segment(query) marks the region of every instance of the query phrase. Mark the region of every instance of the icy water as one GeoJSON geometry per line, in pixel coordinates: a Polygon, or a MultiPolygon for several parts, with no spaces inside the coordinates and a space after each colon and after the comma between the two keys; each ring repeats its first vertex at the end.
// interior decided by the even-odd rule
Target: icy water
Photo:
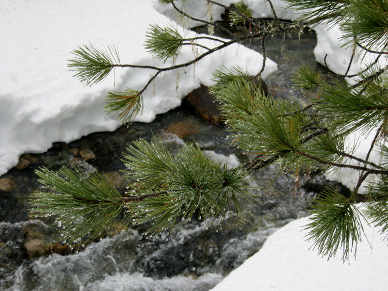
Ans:
{"type": "MultiPolygon", "coordinates": [[[[286,38],[284,54],[281,36],[268,41],[268,57],[279,67],[267,81],[269,91],[276,97],[300,98],[297,92],[290,93],[291,75],[298,65],[314,63],[315,35],[305,33],[300,41],[286,38]]],[[[246,44],[260,51],[259,40],[246,44]]],[[[140,137],[150,140],[177,122],[192,129],[185,141],[196,141],[202,149],[226,159],[234,154],[241,162],[247,161],[247,155],[228,147],[231,141],[222,126],[201,120],[184,104],[150,124],[135,123],[68,145],[56,144],[47,153],[32,155],[35,162],[28,169],[13,169],[4,175],[12,178],[16,187],[11,192],[0,192],[0,290],[206,291],[259,250],[276,229],[305,215],[306,205],[313,195],[309,190],[319,187],[322,178],[315,178],[318,184],[308,182],[295,191],[295,183],[286,175],[272,184],[278,170],[269,167],[256,173],[252,182],[260,202],[245,205],[241,217],[230,213],[218,231],[206,222],[194,219],[180,221],[171,235],[163,233],[153,239],[129,229],[91,242],[78,253],[67,250],[62,255],[28,258],[23,244],[31,238],[43,240],[51,247],[61,245],[52,219],[29,219],[28,196],[39,187],[34,169],[42,165],[58,169],[74,161],[70,149],[83,147],[96,157],[92,162],[81,161],[84,168],[117,172],[124,169],[120,158],[128,143],[140,137]]],[[[181,142],[168,136],[165,141],[173,147],[181,142]]]]}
********************
- REQUIREMENTS
Copy out the entries verbatim and leave the images out.

- FULL RESPONSE
segment(query) marks the region of every instance of the query phrase. Mark the region of every instance of the icy water as one GeoJSON geometry per line, in pixel coordinates: a Polygon, or a MultiPolygon for several parts, with no spaces inside the coordinates and a space after each colon and after the comma between the two keys; each ring repeats its first vertex at the end.
// interior decided by the even-odd rule
Target: icy water
Photo:
Ans:
{"type": "MultiPolygon", "coordinates": [[[[286,38],[284,54],[281,36],[268,41],[268,57],[279,67],[267,81],[269,91],[276,97],[300,98],[297,92],[290,93],[291,75],[298,65],[314,63],[315,35],[305,33],[300,41],[286,38]]],[[[246,44],[260,51],[259,40],[246,44]]],[[[140,137],[150,140],[177,122],[192,129],[185,141],[196,141],[202,149],[226,159],[234,154],[241,162],[247,161],[247,155],[228,147],[231,141],[222,126],[201,120],[184,104],[150,124],[135,123],[68,145],[56,144],[47,153],[32,155],[35,162],[28,169],[13,169],[4,175],[12,178],[16,187],[11,192],[0,192],[0,290],[206,291],[259,250],[276,229],[305,215],[306,205],[313,195],[309,190],[319,187],[322,178],[315,178],[318,184],[308,182],[295,191],[295,183],[286,175],[272,184],[278,170],[269,167],[256,173],[252,182],[260,202],[245,205],[241,217],[230,213],[218,231],[206,222],[194,219],[180,221],[171,235],[163,233],[153,239],[129,229],[91,242],[78,253],[67,250],[62,255],[28,258],[23,244],[31,238],[43,240],[51,247],[61,245],[52,219],[29,219],[28,196],[39,187],[34,169],[42,165],[58,169],[74,161],[70,149],[83,147],[96,157],[92,162],[81,161],[84,168],[117,172],[124,169],[120,158],[128,143],[140,137]]],[[[181,142],[168,136],[165,141],[173,147],[181,142]]]]}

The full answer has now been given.